Work required: Render the data below, from the line containing "Objective — one dot per instance of the metal" through the line containing "[[201, 228], [190, 339], [446, 334]]", inclusive, as a Markdown table with the columns Row and Data line. Give one row per line and skip blank lines.

Stored data:
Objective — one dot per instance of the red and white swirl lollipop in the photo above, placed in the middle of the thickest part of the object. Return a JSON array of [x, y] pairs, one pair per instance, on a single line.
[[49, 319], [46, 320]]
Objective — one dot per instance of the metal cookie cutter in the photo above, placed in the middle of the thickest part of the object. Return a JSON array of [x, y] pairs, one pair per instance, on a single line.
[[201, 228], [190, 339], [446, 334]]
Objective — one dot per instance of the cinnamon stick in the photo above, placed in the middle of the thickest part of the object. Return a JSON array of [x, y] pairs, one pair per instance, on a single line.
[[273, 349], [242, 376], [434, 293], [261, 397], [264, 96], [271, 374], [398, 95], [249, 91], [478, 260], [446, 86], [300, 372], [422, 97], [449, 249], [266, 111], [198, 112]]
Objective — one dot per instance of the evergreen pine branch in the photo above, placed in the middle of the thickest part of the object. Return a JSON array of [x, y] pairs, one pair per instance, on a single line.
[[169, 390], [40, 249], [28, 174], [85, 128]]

Reply:
| Row | Data line |
|---|---|
| 1 | Objective — one dot per instance of the metal cookie cutter in the photo above, placed in the middle of the thickest part of the object. Return a JSON array of [x, y] pairs, one pair per instance, on a single line. |
| 2 | [[201, 228], [190, 339], [446, 334]] |